What needs to be done
The data should be restated word for word, in full.

Point-per-instance localization data
[Start of Attachment]

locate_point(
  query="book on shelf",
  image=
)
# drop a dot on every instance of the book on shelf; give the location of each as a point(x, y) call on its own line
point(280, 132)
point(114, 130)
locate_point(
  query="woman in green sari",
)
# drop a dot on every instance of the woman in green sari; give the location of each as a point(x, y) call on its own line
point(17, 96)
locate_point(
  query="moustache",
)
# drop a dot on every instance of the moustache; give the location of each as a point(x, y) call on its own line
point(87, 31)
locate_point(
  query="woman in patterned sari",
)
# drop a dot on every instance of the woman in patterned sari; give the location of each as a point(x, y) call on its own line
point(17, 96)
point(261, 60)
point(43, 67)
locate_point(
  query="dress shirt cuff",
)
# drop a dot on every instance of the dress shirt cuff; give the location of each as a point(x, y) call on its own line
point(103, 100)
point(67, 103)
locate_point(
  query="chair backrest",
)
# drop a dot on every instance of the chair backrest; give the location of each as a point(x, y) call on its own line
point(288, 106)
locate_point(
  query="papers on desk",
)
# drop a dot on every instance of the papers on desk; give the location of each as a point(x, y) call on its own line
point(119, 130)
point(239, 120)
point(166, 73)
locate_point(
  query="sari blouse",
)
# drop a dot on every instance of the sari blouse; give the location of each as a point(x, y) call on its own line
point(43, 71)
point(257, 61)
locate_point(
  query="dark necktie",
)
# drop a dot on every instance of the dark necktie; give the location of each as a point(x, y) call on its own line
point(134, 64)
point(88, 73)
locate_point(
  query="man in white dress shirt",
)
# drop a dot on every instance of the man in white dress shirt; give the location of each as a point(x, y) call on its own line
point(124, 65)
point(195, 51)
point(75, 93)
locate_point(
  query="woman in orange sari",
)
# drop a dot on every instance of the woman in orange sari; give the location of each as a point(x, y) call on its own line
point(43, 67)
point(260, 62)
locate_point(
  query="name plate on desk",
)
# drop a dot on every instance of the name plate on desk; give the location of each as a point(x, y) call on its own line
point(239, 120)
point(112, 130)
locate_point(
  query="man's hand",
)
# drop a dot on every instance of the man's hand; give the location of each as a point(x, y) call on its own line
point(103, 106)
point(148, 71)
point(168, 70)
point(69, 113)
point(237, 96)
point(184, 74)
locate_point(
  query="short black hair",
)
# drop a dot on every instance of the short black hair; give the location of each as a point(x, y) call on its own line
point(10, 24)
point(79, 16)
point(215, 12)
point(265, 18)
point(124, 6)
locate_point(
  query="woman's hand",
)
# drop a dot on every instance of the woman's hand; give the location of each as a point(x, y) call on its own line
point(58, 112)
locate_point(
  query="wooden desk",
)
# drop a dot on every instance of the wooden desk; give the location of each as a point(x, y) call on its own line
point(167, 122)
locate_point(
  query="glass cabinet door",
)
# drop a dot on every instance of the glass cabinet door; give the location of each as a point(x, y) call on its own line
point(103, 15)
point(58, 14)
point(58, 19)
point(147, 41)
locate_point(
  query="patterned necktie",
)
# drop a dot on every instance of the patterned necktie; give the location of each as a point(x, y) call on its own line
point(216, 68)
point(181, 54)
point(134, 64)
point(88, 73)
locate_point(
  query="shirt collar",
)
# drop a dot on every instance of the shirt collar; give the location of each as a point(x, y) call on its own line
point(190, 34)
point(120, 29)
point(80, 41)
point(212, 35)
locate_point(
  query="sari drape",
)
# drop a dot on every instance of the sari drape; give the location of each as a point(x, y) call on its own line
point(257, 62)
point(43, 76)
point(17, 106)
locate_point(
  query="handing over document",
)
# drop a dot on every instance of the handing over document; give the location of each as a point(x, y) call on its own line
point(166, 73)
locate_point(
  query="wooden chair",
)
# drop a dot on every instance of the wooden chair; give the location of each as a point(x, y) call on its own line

[End of Attachment]

Exercise response
locate_point(
  query="book on shelf",
  image=
)
# drop a dot on every instance of the book on shelf; give the location of each as a point(x, y) call on its own line
point(280, 132)
point(114, 130)
locate_point(
  query="woman in green sari",
)
# drop a dot on every instance of the woman in green sari; give the location of each as a point(x, y) call on its own line
point(17, 96)
locate_point(
  query="moustache",
)
# drop a dot on every instance of the moustache; give the location of each as a point(x, y) call on its own line
point(87, 31)
locate_point(
  query="woman in patterned sari",
)
# drop a dot on every instance of the woman in patterned sari; give the location of each as a point(x, y) call on its own line
point(17, 96)
point(261, 60)
point(43, 67)
locate_point(
  query="dress shirt cuff",
)
# drop a dot on every instance of the dress shirt cuff; give the location of each as a point(x, y) call on its own line
point(103, 100)
point(67, 103)
locate_point(
  query="chair backrest",
)
# drop a dot on every instance of the chair backrest; give the location of each as a point(x, y) call on its own line
point(288, 106)
locate_point(
  query="papers on desk",
)
# drop a dot on every instance of the papers on desk; give the location of each as a point(x, y) call on its own line
point(119, 130)
point(239, 120)
point(166, 73)
locate_point(
  query="sari blouse",
)
# drop a dot on every instance of the sari blouse; give the location of each as a point(x, y) call on its own line
point(43, 71)
point(257, 61)
locate_point(
  query="dark necktie",
)
# drop a dot on every instance of the dark necktie; give the location of each as a point(x, y) call on its own line
point(134, 64)
point(88, 73)
locate_point(
  query="man in white dress shirt",
)
# drop a dot on every instance of the man in white dress shirt; give the location of each as a point(x, y) call on its own line
point(124, 65)
point(195, 51)
point(75, 93)
locate_point(
  query="woman in orange sari",
)
# drop a dot on every instance of the woman in orange sari; give the location of each as a point(x, y) call on its own line
point(43, 67)
point(260, 62)
locate_point(
  query="name plate on desk",
)
# drop a dot on every instance of the name plate on desk; give the location of each as a point(x, y) call on its own line
point(239, 120)
point(112, 130)
locate_point(
  query="man's hand",
)
# drop a dot on every instance of the man's hand; give the location of each as a point(x, y) call on its own line
point(103, 106)
point(148, 71)
point(168, 70)
point(69, 113)
point(237, 96)
point(184, 74)
locate_point(
  query="short black hair",
)
# drop a dot on every instance of the short black hair; give the location of each as a point(x, y) call on its own line
point(10, 24)
point(79, 16)
point(215, 12)
point(265, 18)
point(124, 6)
locate_point(
  query="woman's hand",
)
# drop a dot on every instance of the woman's hand; give the location of each as a point(x, y) call on its own line
point(58, 112)
locate_point(
  query="wooden desk",
)
# drop a dot on every instance of the wooden desk; give the location of each as a point(x, y) call on its own line
point(167, 122)
locate_point(
  query="glass cabinet door",
)
# drop a dot on every instance of the glass cabinet door; give the location of each as a point(x, y) call on its own line
point(103, 15)
point(58, 14)
point(58, 19)
point(147, 41)
locate_point(
  query="patterned necktie",
)
# drop a dot on every instance of the patterned necktie; give the location of each as a point(x, y) call on its own line
point(216, 68)
point(181, 54)
point(134, 64)
point(88, 73)
locate_point(
  query="shirt collar",
)
# drop a dot on every instance of the shirt collar; give the location of each as a point(x, y) call on its own line
point(190, 34)
point(120, 29)
point(80, 41)
point(212, 35)
locate_point(
  query="sari drape",
)
# drop a dot on every instance of the sari drape; give the location of each as a point(x, y) call on its own line
point(257, 62)
point(43, 76)
point(17, 106)
locate_point(
  query="handing over document",
)
# drop a dot on every instance of the handing over document; give the location of each as a point(x, y) call on its own line
point(166, 73)
locate_point(
  query="wooden chair",
)
# drop a dot on every instance of the wooden chair; give the location of each as a point(x, y) call on its own line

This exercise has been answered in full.